• PROVIDED DATA:
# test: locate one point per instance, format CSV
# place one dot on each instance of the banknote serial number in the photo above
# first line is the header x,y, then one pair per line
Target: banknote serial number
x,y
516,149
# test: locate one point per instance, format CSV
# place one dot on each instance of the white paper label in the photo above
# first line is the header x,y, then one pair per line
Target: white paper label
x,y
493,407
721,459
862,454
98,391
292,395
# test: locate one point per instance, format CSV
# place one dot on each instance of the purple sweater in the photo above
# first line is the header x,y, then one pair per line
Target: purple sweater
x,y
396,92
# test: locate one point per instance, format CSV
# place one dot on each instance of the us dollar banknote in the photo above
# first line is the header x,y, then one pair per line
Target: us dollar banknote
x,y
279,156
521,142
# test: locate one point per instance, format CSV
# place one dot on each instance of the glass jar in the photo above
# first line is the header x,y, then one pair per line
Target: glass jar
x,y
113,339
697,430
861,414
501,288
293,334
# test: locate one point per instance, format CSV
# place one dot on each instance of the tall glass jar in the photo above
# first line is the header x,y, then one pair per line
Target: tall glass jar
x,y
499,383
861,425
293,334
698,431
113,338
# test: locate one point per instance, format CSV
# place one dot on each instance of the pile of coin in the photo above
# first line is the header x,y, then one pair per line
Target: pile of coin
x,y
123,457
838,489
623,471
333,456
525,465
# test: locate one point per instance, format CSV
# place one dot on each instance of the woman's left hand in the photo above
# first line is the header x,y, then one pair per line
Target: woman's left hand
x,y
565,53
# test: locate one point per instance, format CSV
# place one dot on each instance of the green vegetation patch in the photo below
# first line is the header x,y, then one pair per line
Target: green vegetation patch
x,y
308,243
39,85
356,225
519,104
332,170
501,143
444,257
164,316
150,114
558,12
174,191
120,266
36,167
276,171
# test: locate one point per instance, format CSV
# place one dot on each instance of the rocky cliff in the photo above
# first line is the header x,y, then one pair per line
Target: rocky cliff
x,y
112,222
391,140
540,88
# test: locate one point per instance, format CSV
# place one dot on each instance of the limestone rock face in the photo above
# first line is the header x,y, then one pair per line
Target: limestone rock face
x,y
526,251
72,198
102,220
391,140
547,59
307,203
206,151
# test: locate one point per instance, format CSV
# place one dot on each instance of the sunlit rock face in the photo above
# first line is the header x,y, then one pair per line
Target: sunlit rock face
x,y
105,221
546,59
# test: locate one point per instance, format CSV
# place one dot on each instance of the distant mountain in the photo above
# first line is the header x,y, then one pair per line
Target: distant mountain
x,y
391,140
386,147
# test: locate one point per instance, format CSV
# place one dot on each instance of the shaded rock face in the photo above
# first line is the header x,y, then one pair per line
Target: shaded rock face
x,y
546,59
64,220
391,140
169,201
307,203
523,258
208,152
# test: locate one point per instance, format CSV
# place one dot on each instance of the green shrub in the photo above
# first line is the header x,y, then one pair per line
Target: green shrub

• WHAT YOU SHOULD DO: Your answer should be each line of the data that contains the word "shrub", copied as it stands.

• TASK SOLUTION:
# place one dot on each instance of the green shrub in the photo above
Target: green shrub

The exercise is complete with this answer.